Passage START

Insight / Blog

Grocery ecommerce demand has spiked, and Walmart is mobilising an army


Posted on 31st March 2020

Whether it’s panic buying, stockpiling or simply a general surge in demand for groceries, the last fortnight has seen grocers struggling to keep the shelves stocked in stores and huge pressure on their grocery pickup offerings.

Walmart’s EVP of corporate affairs, Dan Bartlett, told reporters that their curbside pickup service has been “slammed”, and the supply chain was robust but “catching its breath”. He added that the retailer was still unsure of whether this level of spend would continue.

“We’re trying to find where the new normal is. We’re not sure we’ve hit it yet.”

Helping Walmart deal with the new normal? A massive 150,000-worker hiring drive. The majority of these new temporary roles will be assigned to stores and warehouses. This comes within days of Amazon announcing a similar target to hire 100,000 new employees, albeit these Amazon staff will work almost entirely in fulfilment centres.

Passage END
Extracted records START

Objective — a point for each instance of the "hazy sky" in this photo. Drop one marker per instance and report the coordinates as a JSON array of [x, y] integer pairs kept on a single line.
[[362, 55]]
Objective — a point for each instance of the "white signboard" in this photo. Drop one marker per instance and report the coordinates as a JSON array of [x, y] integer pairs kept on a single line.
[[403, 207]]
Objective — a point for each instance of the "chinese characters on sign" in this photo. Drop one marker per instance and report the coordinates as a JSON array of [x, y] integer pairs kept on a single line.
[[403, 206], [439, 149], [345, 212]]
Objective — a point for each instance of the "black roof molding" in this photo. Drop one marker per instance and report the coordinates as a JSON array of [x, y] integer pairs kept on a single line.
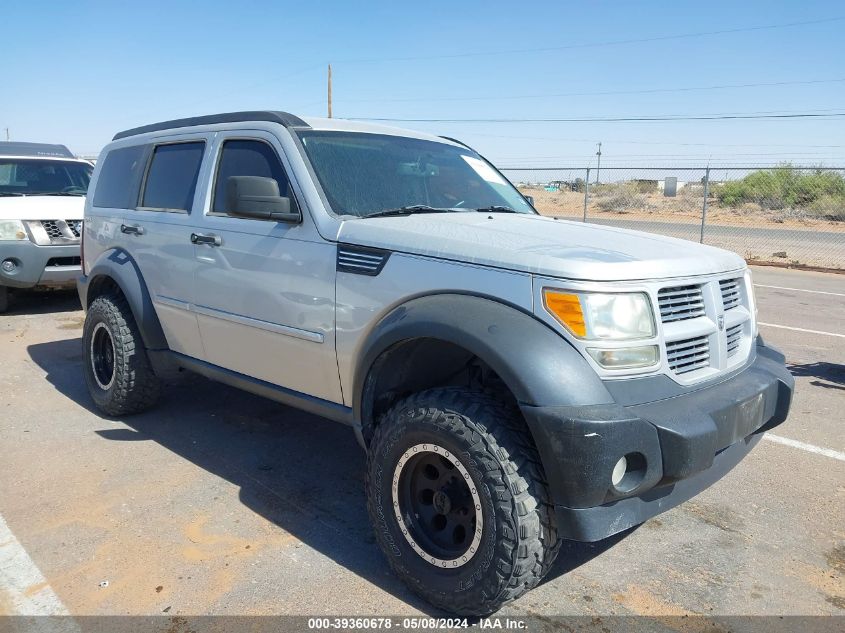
[[271, 116], [14, 148]]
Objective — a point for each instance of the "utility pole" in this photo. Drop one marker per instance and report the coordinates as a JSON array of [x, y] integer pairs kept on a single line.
[[330, 91], [598, 167]]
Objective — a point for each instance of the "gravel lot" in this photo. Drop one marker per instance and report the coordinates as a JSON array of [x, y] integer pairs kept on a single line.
[[219, 502]]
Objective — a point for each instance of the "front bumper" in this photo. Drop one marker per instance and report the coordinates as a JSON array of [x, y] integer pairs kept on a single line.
[[51, 266], [677, 446]]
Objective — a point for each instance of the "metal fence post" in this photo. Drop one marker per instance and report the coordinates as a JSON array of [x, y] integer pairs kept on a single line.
[[704, 206], [586, 193]]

Extracted records END

Problem: Continue the blog post about Walmart's hiring drive, picking up after its final sentence.

Written answer:
Moving up the adoption curve

Whatever the new normal is, grocery ecommerce is going to play a bigger role than ever before. The ability to shop in isolation and have a no-contact pickup experience is going to be crucial to maintaining social distancing. Once people start using ecommerce to order groceries, they tend to pick up the habit – that means that this boost to adoption is likely to have longer-run implications for grocers, who may need to invest in offering more slots for pickups and devote more resource to picking online orders.

In 2018, just 3% of grocery spend occurred online, and only 25% of consumers had shopped online for groceries in the last 12 months (Bain) – even then, just 10% of consumers do so regularly. In comparison, the UK saw approximately 7% of grocery sales occurring online in 2018.

However, what happened in the last few weeks has almost certainly pushed that percentage of ecommerce users in the US significantly higher. In essence, the pandemic has changed the long-term curve of grocery ecommerce adoption in a way that the industry simply has not experienced before. That means it is all the more essential for grocers and other retailers to find a way to serve this demand profitably and sustainably.

Buy online, pickup at the curbside

Walmart has been expanding its pickup offering in recent years, giving it a point of differentiation against Amazon, which until 2019 was the leading ecommerce grocer.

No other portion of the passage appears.